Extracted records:
● ● ● ● ●

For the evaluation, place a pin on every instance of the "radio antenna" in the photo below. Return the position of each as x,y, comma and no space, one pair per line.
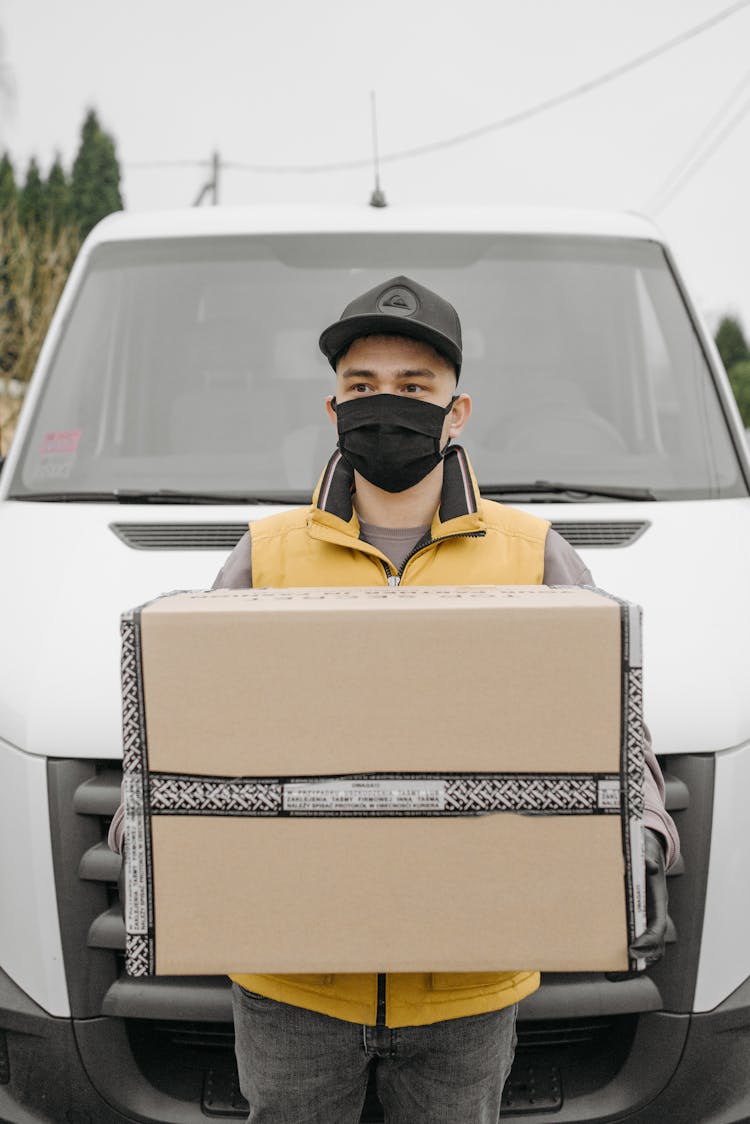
378,197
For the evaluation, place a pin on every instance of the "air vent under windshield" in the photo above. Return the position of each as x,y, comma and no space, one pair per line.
602,533
180,536
224,536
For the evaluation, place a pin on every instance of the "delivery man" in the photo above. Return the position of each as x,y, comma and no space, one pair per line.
398,504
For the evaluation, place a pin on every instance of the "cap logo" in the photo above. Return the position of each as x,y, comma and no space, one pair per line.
397,301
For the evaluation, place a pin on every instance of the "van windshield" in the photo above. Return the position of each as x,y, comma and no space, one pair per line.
191,365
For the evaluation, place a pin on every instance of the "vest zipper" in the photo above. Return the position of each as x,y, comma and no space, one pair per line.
395,579
380,1021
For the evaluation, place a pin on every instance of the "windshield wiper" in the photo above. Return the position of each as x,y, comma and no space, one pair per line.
161,496
554,488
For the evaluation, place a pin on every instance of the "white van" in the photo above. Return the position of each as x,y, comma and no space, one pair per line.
179,395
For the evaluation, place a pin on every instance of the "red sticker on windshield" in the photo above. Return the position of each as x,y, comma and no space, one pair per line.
62,442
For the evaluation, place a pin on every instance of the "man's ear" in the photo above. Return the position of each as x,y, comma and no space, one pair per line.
459,415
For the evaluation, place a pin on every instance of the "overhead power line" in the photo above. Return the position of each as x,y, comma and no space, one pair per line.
705,145
503,123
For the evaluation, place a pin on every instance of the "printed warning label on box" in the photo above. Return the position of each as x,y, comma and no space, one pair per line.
376,795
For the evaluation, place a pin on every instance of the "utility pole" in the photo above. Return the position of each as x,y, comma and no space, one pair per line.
378,197
211,184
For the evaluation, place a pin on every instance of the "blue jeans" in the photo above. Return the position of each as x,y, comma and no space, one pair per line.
298,1067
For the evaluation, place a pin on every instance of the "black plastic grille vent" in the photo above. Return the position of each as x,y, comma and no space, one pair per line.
180,536
610,533
225,536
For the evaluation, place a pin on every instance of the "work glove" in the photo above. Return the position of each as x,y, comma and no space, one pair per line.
650,944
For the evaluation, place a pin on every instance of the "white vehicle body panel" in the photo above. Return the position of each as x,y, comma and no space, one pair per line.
30,948
724,961
65,578
63,594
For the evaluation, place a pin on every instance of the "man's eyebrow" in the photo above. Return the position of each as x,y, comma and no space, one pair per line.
407,373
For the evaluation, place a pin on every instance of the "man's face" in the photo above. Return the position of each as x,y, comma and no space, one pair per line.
399,365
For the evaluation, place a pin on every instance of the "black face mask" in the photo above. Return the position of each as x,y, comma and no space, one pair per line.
392,441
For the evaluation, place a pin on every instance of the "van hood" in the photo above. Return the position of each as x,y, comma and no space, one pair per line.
65,578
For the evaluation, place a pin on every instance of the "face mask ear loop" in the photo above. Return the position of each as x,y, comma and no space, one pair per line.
446,411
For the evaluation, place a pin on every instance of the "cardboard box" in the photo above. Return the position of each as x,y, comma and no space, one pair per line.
410,779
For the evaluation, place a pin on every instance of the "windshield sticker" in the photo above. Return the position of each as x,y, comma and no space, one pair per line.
64,441
57,454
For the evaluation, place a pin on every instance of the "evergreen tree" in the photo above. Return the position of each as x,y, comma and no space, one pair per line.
96,181
32,209
731,343
739,375
8,190
57,195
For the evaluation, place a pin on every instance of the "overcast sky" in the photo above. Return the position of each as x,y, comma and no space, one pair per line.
288,82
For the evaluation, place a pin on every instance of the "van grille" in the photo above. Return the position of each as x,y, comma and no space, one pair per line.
225,536
175,1032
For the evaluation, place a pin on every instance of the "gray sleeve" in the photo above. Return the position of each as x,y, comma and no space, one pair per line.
562,564
237,570
565,567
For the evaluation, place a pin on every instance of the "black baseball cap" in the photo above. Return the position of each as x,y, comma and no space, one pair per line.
397,307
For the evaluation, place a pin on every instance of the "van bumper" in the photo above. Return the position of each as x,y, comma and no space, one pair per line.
687,1068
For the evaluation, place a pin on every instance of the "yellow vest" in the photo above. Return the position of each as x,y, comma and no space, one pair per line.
472,542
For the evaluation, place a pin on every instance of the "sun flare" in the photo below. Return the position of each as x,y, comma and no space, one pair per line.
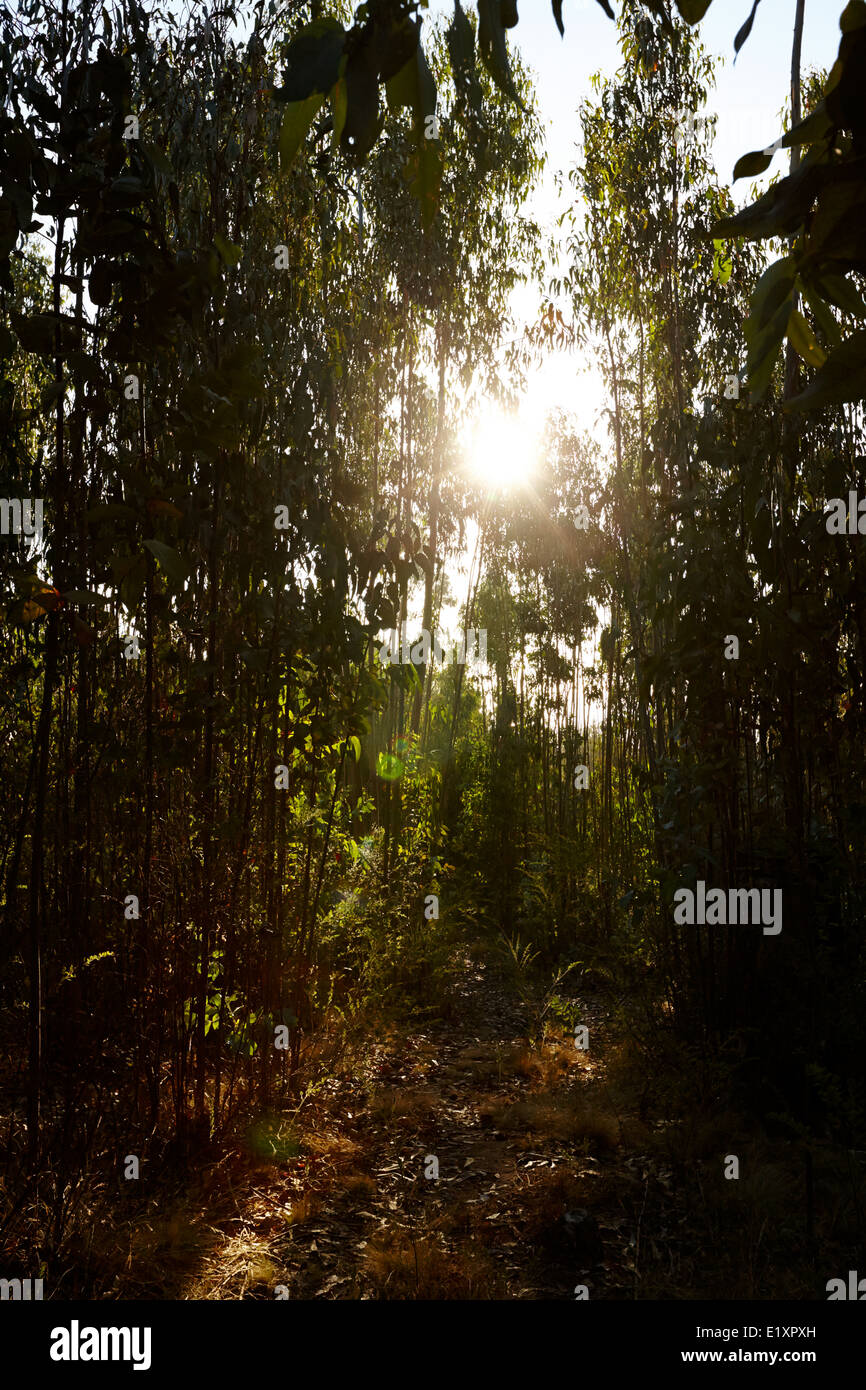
501,451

● ● ● ● ●

Exercise brief:
An exact transcription of all the entries is required, without the pictures.

Answer to this problem:
For the evaluation, place a pin on every instance of the "radio antenna" in the photo below. Return the position of each as x,y, comma and no space, one pair per line.
378,197
For the evaluation, place a pin on every instance of the "air vent under windshield" in the photo above. Return the position of each as x,y, comma and no space, one pair per line.
602,533
180,536
224,536
For the evaluation, place a pin on every instance of the "delivery man" in the photo above. Return the position of each as x,y, comma and no space, one pair per line.
398,504
For the evaluation, place a pin on every instance of the "cap logo" in the photo above. Return the position of each as x,y, comma and no space, one pair per line.
397,301
For the evaluation, place a pin on every instance of the "van windshield" in the photo above. Return the position of each as x,y, comma and no space, one pair per line.
191,365
For the evaluation, place a pin on every instance of the "vest zipper" in the photo above. Return the position of each as x,y, comma and no space, one pair per line.
395,579
380,1021
For the evaluation, place a pin on every instance of the "windshield wiper" in the photo above. Return the position of each as x,y, comma and no space, one pair per line.
161,496
554,488
For the evaluation, place a pin on every instance of the "white van" in the photo above. Return the position of each as x,y, comma and no space, one pair per line.
179,395
For the evaluation, place a pin on every instance of the "red sticker on windshield" in the photo above. Return the position of each as x,y, comma and no space, one pair per line.
62,442
For the evaluation, place a pin on every instance of the "man's ear" in the photo above. Return the position of each as x,y, comma and no space, one pair per line.
459,415
For the evaluation, place a pin on every instance of the "overhead power line" in the photo above. Return the position of each as x,y, comma and no space, one pair per line.
705,145
503,123
For the evaluation, place a pin on every instance of the "printed warning label on box" in the photo above. Return the position of each as x,y, comma and no space, one pair per line.
376,795
For the evaluation, place a pin on every instance of the "utility pole" in the photo above. Return the position of each as x,y, comma and no space, one pair per line.
378,197
211,184
For the evaluation, place a pin on every instance of the "blue jeans" in the photo above. Return the position of each as x,y, comma and no space, one pair per line.
298,1067
For the evaluation, place a pin on every instance of the "black plastic grille vent" in the photo above. Return the position of each as x,y, comma and no space, one pair per line.
180,536
610,533
225,536
For the evaluation, place a pin on every instance of the "work glove" in the photo above. Return the position of each as x,y, comma and no space, one pair per line.
650,944
For the evaluation, place a pin on every instance of the "white vehicle body panel" in the photo above. Return the position of each as x,y, comma and no space, one pair per line.
30,948
724,961
65,578
63,594
For the evaluation, place a pin on every instance of the "man's eyebrow" in the photo above. Return the position of each as x,y, comma and no space, one pair per line.
407,373
For the evaluation, place a pin on every instance of the "man's face" in the photo above. Return the position of each as x,y, comma and no space, one pair per line.
399,365
For the evaluation, place a pin on every instance of the "black face mask" in the photo above. Return the position of each as x,y, comma and no space, one pair per line.
392,441
For the evaluation, place a pin on every instance of the "van hood" in the photo above. Return the position of each as x,y, comma and no space, one pair per line.
65,578
For the evaluation, place a pin on every instance of the "face mask ear loop" in the photo above. Return the position of each as x,y, comma and no space, one pair per line.
446,411
For the evaluation, place a pin on every instance of the "cardboard box" in the photo above. Return the position of each as x,y, comma and no space, one pair per line.
410,779
For the evaluation, place a pin on every instance of the "windshield sticker" in the photo above. Return the position of each as x,y, comma and no space, one pair per line.
64,441
57,454
For the evaluation, place a pin on every instance of the "evergreen tree" in the photo above. Return the position of each as x,y, comma and no space, one pair per line.
96,181
32,209
731,343
739,375
8,190
57,195
For the evaluation, place a pin on every instance of the "overcast sky" in the photo above. Return the position of each as x,y, comma and no space, one pair per line.
288,82
For the evaluation, place a pin on every instance of the "van grille" in the photo above. Return the position of each as x,y, comma and no space, one pair per line.
225,536
175,1032
For the evaluation, place a pin on every instance of the "gray sleeve" in the photo above. Return the position of each as x,y, comma and no space, one pair per line.
562,564
237,570
565,567
For the evaluation, place a pin on every instance of the "black baseball cap" in the photo above. Return the position of each as x,y, comma and no space, one pair per line.
397,307
For the evaluation, place a pin on every instance of the "van bumper" in the photo above. Return the position of each as x,y, comma and no space, one pair per line.
687,1068
For the evaluation, place a pin on every instance of the "yellow vest" in the photo above. Return the position of each as x,y, comma and no space, one pair per line.
472,542
For the evaluation, place a pin on every instance of the "sun flare" in the photo below. Return the position of each as x,y, comma and no space, one pair per line.
501,451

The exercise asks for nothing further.